*WORK TO DO*. Quote the stretch of the listing from the line containing "the blond hair." through the end of the listing, reproducing every line in it without any change.

*DATA FOR THE TASK*.
________

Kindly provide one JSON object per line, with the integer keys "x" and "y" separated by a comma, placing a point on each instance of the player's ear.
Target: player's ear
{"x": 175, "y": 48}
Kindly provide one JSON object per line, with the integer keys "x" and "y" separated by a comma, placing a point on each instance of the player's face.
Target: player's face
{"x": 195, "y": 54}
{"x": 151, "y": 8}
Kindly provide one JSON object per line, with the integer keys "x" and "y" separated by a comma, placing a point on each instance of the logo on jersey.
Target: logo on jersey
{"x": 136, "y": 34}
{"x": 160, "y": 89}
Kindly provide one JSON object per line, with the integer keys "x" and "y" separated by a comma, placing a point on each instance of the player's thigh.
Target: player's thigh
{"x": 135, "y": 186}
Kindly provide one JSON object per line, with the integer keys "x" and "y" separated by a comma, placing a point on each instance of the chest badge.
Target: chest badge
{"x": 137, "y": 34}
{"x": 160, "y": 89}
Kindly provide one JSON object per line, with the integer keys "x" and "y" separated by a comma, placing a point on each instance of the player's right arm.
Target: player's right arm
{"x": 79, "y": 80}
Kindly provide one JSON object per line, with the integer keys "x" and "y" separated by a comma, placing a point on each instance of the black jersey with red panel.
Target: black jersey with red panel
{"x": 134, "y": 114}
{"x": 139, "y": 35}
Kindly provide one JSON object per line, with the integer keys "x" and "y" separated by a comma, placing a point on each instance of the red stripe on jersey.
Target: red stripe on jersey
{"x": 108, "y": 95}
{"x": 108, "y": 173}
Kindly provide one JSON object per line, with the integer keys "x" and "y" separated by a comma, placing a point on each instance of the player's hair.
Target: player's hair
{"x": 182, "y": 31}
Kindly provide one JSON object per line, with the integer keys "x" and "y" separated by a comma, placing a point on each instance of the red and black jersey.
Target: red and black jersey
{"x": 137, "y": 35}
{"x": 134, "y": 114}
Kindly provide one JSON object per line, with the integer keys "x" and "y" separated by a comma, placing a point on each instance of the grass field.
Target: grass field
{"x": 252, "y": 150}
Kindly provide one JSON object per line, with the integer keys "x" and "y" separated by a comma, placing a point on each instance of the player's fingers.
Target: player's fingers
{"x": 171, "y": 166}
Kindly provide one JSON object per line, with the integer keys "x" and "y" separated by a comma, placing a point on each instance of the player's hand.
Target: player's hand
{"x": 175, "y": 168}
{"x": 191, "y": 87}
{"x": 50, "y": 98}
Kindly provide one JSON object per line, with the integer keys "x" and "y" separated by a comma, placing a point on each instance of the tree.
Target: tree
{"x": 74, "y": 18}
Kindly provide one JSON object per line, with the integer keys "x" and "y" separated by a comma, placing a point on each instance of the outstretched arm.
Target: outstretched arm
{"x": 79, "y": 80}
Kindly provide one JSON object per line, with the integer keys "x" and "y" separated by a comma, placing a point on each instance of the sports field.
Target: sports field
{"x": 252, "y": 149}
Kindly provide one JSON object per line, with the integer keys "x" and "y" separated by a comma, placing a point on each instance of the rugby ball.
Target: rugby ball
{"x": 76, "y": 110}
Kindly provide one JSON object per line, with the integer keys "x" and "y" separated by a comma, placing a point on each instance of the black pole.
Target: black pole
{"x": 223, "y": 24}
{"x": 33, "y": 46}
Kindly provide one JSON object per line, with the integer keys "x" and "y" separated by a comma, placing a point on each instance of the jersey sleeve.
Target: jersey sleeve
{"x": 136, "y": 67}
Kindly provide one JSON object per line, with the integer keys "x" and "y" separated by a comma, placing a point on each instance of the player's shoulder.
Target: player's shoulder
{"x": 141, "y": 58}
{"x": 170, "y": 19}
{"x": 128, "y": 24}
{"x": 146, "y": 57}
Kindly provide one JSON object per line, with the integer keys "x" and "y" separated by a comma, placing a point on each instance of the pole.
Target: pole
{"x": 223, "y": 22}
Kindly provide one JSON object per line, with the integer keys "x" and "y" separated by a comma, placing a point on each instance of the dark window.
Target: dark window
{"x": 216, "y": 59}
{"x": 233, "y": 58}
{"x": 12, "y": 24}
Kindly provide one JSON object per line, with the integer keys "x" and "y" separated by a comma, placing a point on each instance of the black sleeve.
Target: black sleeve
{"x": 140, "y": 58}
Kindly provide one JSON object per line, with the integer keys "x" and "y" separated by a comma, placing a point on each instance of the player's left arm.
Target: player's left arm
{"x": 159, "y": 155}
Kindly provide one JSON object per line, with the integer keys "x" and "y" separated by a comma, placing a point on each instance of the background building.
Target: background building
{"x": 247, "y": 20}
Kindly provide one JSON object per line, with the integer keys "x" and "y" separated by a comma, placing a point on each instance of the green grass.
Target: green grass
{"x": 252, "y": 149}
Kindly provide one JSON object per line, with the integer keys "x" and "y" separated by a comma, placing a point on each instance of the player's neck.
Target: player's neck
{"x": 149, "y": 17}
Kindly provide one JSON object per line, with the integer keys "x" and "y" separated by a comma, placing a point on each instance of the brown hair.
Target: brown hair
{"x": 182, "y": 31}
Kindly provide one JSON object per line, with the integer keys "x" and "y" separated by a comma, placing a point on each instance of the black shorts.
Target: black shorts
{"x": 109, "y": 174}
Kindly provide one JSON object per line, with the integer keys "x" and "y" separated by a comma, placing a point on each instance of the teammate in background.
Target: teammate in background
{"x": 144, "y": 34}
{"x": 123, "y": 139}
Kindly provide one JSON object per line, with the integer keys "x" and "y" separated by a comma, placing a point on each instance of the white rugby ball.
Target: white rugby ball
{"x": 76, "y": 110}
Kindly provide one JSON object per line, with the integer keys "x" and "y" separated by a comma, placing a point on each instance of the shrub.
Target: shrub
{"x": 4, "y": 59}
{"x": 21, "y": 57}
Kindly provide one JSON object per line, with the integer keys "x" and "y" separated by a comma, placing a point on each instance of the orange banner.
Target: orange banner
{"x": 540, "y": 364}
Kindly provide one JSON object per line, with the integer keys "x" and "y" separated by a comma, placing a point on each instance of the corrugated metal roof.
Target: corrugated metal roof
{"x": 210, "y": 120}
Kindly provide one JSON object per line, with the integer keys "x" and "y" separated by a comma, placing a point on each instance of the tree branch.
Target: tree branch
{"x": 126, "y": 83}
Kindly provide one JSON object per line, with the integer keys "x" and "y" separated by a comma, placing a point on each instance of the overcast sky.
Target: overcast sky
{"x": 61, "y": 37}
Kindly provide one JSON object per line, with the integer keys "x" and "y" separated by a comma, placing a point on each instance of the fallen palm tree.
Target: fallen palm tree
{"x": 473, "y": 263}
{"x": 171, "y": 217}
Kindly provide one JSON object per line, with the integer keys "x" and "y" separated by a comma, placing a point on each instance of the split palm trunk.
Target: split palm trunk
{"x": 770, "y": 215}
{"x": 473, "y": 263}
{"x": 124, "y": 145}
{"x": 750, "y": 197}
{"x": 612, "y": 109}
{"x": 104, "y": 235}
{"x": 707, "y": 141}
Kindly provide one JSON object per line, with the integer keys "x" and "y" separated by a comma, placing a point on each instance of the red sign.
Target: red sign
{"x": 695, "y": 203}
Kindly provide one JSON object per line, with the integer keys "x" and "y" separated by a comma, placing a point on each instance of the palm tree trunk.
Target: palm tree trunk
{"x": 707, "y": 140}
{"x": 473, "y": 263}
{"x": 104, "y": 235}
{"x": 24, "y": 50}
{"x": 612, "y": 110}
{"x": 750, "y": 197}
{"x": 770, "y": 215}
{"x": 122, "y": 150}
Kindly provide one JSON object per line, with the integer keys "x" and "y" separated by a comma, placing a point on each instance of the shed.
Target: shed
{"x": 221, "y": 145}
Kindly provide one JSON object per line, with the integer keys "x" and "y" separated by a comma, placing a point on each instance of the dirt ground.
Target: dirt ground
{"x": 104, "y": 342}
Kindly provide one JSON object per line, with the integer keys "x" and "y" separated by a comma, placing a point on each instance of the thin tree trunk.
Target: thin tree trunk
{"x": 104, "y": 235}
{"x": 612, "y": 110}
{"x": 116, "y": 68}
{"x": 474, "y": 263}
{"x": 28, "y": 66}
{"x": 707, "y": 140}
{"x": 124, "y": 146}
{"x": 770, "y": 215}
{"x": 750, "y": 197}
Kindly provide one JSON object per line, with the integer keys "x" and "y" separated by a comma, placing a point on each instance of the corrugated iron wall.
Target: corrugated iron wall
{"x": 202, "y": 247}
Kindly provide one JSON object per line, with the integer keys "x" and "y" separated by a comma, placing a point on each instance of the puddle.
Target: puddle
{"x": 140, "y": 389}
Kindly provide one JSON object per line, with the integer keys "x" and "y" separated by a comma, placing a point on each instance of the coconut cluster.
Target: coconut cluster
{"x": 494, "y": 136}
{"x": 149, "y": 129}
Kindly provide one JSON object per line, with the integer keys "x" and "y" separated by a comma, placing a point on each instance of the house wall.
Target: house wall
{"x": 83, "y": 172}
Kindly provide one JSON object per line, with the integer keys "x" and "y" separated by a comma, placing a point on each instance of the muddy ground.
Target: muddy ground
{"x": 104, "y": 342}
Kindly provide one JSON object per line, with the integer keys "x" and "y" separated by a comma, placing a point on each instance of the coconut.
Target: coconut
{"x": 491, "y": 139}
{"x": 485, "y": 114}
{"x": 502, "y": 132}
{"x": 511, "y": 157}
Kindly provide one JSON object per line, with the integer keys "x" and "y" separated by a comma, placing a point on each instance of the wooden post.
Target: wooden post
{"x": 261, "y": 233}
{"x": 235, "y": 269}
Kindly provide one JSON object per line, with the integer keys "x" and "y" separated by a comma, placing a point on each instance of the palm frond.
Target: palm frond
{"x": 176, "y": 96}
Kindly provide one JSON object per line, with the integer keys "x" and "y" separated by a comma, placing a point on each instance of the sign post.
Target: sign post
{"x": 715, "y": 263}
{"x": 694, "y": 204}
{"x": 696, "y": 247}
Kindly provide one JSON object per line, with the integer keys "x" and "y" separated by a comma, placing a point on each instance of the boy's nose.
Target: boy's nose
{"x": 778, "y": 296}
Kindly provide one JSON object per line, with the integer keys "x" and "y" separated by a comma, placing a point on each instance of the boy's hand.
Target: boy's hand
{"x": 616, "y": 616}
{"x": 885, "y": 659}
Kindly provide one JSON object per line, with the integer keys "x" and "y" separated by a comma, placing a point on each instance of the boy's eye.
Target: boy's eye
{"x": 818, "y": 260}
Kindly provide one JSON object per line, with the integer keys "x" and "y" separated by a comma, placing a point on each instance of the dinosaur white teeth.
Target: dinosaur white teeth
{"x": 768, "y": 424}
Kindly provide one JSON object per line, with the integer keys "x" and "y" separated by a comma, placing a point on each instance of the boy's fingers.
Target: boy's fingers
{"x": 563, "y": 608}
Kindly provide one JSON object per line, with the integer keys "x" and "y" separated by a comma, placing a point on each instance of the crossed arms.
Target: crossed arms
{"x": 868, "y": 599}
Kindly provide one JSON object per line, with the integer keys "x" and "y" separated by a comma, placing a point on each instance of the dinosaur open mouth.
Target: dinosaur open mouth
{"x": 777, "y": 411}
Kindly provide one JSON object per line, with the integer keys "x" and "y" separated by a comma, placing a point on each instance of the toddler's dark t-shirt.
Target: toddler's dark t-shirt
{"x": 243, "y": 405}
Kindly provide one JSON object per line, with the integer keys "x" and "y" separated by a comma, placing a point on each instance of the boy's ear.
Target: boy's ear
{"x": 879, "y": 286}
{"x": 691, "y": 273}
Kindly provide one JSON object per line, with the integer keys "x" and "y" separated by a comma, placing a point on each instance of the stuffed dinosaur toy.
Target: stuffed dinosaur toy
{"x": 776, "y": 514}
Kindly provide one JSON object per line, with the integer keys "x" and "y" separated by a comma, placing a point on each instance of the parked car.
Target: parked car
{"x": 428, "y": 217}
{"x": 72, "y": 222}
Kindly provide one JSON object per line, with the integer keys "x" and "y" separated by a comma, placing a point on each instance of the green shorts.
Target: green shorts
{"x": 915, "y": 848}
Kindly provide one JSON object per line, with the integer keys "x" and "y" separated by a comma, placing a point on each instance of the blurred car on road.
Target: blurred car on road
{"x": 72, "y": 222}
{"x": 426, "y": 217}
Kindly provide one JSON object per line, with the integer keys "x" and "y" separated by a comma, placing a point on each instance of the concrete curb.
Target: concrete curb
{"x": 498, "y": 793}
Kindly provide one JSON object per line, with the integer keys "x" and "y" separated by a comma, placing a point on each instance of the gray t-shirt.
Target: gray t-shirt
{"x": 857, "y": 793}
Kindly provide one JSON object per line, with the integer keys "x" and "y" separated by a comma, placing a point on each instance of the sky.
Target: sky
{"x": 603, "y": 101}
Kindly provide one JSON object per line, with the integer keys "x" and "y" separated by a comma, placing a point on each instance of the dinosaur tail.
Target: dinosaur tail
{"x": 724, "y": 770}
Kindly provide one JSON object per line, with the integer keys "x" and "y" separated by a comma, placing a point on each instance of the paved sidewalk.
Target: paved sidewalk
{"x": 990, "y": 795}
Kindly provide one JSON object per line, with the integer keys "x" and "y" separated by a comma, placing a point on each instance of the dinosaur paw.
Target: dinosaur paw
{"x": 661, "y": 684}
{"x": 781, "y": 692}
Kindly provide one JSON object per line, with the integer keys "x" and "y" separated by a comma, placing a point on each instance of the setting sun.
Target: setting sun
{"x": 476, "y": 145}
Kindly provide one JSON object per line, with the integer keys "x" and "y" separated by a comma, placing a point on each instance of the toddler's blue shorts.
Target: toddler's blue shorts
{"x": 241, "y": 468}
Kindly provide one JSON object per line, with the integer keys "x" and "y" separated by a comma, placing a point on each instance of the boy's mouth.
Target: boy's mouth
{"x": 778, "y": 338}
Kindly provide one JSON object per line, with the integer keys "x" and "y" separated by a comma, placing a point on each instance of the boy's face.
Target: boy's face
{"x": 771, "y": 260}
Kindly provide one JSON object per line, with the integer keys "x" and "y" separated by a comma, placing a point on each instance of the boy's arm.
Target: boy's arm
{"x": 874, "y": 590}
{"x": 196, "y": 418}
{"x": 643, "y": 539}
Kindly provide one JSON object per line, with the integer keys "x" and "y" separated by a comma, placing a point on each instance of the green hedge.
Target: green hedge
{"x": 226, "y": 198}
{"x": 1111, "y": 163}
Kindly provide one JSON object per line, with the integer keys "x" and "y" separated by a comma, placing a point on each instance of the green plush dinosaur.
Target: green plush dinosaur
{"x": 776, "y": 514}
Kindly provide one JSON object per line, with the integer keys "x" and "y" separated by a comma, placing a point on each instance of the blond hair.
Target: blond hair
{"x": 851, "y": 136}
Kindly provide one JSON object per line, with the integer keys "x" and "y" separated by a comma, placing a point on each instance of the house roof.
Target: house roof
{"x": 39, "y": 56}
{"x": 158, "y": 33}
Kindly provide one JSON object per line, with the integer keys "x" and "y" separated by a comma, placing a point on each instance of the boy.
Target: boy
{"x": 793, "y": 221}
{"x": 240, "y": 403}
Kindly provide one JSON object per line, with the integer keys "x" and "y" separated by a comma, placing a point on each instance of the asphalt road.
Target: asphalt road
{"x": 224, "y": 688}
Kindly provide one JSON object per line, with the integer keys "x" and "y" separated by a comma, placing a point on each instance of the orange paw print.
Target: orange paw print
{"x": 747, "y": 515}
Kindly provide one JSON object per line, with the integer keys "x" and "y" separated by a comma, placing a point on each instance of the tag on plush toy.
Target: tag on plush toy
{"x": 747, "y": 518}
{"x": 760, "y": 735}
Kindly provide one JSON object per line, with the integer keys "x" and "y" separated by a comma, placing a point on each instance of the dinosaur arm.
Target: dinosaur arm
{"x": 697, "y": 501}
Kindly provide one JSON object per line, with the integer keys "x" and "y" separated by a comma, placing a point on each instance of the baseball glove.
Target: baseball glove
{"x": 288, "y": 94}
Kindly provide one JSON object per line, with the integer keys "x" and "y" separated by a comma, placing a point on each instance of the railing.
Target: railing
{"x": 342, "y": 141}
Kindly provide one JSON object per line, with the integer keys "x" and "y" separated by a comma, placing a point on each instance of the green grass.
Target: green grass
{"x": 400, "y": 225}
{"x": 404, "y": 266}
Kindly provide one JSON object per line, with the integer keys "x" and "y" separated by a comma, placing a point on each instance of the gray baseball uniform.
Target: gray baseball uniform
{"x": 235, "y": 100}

________

*FULL RESPONSE*.
Kindly provide one JSON object per line, with the integer keys "x" and "y" separated by a comma, placing a point on each instance of the blond hair.
Target: blond hair
{"x": 851, "y": 136}
Kindly provide one JSON object per line, with the integer keys "x" and "y" separated by a comma, placing a point on each instance of the house roof.
Target: house roof
{"x": 39, "y": 56}
{"x": 158, "y": 33}
Kindly provide one JSON object per line, with the integer keys "x" and "y" separated by a comma, placing a point on each instance of the boy.
Target: boy
{"x": 793, "y": 221}
{"x": 240, "y": 403}
Kindly provide one JSON object per line, with the integer keys "x" and "y" separated by a comma, placing a point on each instance of the asphalt road.
Target: asphalt road
{"x": 224, "y": 688}
Kindly provide one JSON object per line, with the integer keys "x" and "y" separated by a comma, placing a point on each instance of the orange paw print.
Target: orange paw print
{"x": 747, "y": 515}
Kindly provide one JSON object per line, with the integer keys "x" and "y" separated by a comma, placing a point on each instance of the tag on plush toy.
Target: tag on plush toy
{"x": 747, "y": 518}
{"x": 760, "y": 735}
Kindly provide one JSON object per line, with the integer keys "x" and "y" separated by a comma, placing a point on each instance of the dinosaur arm.
Target: dinosaur arm
{"x": 697, "y": 501}
Kindly provide one JSON object per line, with the integer keys "x" and "y" separated by a comma, placing a point on each instance of the baseball glove.
Target: baseball glove
{"x": 288, "y": 94}
Kindly provide one JSON object per line, with the integer keys "x" and "y" separated by a comma, placing a point on each instance of the railing.
Target: railing
{"x": 342, "y": 141}
Kindly provide one JSON object per line, with the integer keys "x" and "y" separated by a comma, placing a point on each instance of the green grass.
Target: green grass
{"x": 400, "y": 225}
{"x": 404, "y": 266}
Kindly provide one JSON object per line, with the integer keys "x" and "y" separated by a comma, placing a point on each instance of the gray baseball uniform.
Target: gray baseball uniform
{"x": 235, "y": 100}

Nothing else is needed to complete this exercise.